Job A
Which lines in the entries below contain the string "camera"? Copy each of those lines.

# Start of Quoted text

# Tyco Team Baurtwell ?



## RUSSELL ZACHRY (Aug 4, 1999)

I see these on ebay every once in a while, and I picked up a 4 car set this past week. But what is the set actually from ?
I think Ebay is the only place I have actually seen it.
thanks, Russell


----------



## Im Paul (Nov 3, 2008)

That's a good question.The Mattel baurtwell cars most likely came in a set with track.I have not seen the set with track,only mint in blister package.I do have the REAL prototype version for three of the baurtwell cars.57 Chevy,55 Nomad and the Superbird.I do not have the production cars.


----------



## ParkRNDL (Mar 20, 2002)

I thought I remembered seeing the actual race set at Toys R Us several years ago. If I'm not mistaken, it came with 2 complete cars and 2 extra bodies...

# End of Quoted text
# Start of Given records

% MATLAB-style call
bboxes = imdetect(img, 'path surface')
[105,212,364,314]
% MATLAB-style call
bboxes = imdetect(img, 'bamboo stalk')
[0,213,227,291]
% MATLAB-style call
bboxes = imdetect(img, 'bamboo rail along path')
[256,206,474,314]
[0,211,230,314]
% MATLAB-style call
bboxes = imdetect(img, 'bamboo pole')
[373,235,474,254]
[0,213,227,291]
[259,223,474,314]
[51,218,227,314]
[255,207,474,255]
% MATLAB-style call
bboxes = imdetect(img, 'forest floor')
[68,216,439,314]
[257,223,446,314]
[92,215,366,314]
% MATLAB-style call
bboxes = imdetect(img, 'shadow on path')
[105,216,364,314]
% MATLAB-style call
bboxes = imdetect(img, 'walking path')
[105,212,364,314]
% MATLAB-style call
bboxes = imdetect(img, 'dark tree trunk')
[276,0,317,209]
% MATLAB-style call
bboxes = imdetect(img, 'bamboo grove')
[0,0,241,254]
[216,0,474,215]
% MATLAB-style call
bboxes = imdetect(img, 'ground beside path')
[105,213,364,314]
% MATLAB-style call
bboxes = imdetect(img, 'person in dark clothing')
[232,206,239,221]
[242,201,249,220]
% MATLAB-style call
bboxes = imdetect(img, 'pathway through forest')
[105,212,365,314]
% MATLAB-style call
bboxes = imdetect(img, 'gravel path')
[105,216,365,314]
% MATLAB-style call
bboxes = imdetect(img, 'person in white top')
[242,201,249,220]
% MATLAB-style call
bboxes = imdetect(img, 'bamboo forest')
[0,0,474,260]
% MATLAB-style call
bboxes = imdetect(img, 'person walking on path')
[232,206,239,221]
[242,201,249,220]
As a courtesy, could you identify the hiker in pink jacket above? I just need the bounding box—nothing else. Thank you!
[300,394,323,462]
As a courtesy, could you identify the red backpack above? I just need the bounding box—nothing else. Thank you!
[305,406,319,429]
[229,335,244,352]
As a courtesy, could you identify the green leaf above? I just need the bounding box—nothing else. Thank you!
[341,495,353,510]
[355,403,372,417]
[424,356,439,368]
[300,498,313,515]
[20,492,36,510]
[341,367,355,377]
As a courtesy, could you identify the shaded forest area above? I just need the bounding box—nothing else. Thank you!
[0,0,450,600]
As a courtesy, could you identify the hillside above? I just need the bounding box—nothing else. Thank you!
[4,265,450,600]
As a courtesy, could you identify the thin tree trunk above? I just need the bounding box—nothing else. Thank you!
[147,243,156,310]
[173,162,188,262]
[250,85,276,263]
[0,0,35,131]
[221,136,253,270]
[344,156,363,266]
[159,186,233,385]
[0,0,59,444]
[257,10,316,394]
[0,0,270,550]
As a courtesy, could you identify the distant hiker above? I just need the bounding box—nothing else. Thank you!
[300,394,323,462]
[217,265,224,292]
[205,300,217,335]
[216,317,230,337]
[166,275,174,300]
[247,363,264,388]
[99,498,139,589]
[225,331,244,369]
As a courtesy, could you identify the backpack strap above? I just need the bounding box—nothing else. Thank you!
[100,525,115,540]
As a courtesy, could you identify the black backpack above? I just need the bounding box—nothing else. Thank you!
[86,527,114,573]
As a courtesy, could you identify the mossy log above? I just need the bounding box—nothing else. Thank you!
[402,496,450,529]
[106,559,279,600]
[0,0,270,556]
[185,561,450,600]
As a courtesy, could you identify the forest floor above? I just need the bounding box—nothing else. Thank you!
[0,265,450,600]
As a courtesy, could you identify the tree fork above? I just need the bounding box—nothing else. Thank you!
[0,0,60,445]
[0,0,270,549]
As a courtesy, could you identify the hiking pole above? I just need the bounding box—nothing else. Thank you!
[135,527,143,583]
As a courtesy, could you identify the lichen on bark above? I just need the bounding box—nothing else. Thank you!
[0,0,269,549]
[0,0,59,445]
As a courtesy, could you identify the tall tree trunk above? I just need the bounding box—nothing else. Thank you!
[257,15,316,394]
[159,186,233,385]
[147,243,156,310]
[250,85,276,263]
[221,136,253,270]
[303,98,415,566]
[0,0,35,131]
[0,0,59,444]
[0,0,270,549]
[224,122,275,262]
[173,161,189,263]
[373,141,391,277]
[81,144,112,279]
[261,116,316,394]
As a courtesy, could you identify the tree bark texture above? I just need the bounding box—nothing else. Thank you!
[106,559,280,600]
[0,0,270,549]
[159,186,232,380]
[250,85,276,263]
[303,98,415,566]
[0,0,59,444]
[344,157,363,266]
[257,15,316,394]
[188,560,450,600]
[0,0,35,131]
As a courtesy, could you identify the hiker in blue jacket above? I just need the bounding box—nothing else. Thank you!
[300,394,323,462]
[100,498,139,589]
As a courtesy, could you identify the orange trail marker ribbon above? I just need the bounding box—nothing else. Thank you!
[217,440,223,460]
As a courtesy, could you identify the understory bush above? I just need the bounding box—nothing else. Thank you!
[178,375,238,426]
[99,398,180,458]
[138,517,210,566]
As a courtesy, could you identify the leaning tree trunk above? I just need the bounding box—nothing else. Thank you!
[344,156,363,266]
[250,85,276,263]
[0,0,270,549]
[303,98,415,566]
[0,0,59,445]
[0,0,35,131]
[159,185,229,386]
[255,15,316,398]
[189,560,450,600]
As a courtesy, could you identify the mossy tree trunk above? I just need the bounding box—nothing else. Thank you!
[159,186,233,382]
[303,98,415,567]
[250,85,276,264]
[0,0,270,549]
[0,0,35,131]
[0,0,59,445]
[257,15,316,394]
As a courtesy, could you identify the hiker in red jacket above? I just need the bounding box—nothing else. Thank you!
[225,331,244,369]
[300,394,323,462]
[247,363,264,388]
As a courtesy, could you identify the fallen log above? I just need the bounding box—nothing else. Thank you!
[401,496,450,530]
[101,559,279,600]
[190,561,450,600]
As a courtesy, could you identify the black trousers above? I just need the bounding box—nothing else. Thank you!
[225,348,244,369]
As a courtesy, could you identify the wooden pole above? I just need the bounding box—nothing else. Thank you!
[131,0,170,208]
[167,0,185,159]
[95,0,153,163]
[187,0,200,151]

# End of Given records
# Start of Given records

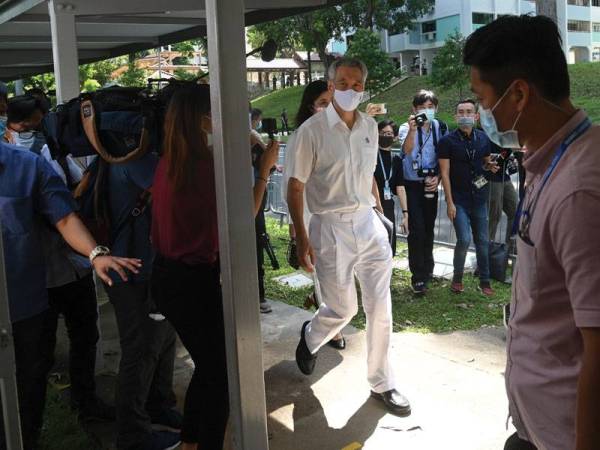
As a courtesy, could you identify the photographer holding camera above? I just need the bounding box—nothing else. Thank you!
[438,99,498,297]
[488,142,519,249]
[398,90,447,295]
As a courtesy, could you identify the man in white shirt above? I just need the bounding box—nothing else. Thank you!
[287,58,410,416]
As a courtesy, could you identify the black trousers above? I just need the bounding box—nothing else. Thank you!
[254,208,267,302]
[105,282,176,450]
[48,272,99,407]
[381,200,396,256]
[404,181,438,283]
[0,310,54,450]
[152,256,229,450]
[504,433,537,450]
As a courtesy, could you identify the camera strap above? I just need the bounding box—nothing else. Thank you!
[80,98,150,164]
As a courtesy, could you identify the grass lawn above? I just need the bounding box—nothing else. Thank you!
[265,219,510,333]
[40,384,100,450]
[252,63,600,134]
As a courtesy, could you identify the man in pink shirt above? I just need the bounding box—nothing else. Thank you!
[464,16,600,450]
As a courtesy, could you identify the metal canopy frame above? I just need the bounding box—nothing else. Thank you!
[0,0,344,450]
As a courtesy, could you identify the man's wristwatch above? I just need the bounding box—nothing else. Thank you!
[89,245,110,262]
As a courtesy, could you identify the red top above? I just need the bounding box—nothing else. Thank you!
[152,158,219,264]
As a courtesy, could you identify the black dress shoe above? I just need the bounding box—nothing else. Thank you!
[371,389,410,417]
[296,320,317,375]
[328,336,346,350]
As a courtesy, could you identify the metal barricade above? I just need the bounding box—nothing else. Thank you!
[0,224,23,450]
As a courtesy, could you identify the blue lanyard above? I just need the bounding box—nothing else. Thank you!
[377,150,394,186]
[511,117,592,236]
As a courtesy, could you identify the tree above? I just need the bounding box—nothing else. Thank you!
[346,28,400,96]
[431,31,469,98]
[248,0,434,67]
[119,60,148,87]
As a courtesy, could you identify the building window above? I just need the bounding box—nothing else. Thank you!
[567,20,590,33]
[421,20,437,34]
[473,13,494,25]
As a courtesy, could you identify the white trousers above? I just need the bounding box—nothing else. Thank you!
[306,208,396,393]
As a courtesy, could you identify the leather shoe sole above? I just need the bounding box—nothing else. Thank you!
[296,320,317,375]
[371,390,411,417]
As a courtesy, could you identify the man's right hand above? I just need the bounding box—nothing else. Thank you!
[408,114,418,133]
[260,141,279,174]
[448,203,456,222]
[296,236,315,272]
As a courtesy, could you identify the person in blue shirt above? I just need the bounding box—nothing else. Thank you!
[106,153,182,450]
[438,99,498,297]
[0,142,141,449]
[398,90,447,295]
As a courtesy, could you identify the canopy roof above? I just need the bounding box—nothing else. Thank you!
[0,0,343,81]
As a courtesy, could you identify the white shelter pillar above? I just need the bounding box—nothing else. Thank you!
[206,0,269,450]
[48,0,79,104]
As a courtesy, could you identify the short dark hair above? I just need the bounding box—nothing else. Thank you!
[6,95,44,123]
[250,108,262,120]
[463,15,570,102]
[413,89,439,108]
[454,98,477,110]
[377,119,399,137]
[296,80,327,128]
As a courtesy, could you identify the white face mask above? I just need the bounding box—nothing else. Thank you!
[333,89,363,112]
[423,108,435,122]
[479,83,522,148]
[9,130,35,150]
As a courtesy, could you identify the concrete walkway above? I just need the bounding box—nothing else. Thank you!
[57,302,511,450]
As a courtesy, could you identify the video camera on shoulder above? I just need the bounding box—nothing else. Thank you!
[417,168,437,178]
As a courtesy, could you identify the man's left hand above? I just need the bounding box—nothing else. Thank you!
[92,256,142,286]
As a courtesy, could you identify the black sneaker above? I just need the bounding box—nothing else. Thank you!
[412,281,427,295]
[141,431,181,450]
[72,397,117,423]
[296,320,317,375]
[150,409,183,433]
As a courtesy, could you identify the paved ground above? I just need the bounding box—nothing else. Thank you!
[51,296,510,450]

# End of Given records
# Start of Given records

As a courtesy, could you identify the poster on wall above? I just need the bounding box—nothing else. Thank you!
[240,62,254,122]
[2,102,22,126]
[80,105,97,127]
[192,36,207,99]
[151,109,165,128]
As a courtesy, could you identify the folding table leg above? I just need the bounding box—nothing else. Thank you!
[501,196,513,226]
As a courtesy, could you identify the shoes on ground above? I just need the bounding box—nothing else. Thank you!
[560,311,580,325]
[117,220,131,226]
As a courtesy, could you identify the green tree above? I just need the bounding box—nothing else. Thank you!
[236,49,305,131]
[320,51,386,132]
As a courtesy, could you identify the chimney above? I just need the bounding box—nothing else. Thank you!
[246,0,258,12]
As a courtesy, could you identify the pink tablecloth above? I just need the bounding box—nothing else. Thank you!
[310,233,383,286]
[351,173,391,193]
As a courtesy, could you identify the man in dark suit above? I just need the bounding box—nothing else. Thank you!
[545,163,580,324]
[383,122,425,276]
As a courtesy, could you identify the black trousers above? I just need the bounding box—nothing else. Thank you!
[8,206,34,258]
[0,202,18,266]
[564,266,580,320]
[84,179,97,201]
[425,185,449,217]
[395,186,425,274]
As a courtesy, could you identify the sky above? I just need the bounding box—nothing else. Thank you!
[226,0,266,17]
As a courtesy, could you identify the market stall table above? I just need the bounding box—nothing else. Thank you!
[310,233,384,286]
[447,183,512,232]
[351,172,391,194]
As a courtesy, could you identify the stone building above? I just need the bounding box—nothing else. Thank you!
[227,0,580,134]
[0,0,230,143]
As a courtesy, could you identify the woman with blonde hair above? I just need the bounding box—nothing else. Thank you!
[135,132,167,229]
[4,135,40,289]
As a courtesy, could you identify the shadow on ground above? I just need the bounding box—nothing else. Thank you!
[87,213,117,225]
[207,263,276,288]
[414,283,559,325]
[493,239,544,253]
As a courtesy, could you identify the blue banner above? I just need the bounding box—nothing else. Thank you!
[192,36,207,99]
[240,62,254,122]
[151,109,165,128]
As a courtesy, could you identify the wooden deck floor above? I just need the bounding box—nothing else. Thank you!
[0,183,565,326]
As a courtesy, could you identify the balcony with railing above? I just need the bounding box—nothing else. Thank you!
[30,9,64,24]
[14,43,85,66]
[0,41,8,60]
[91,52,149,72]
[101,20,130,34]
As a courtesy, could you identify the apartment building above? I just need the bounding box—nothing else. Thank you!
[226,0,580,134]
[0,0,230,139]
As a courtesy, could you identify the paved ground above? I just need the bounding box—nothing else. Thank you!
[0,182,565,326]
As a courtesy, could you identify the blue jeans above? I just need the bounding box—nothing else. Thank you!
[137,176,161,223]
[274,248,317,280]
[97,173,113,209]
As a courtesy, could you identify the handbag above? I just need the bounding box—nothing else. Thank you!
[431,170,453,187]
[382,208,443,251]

# End of Given records

Job B
In the thread about the Baurtwell cars, which three cars does the poster Im Paul have real prototype versions of?

Complete answer A
As a courtesy, could you identify the photographer holding camera above? I just need the bounding box—nothing else. Thank you!
As a courtesy, could you identify the camera strap above? I just need the bounding box—nothing else. Thank you!
As a courtesy, could you identify the video camera on shoulder above? I just need the bounding box—nothing else. Thank you!

Complete answer B
The 57 Chevy, the 55 Nomad and the Superbird.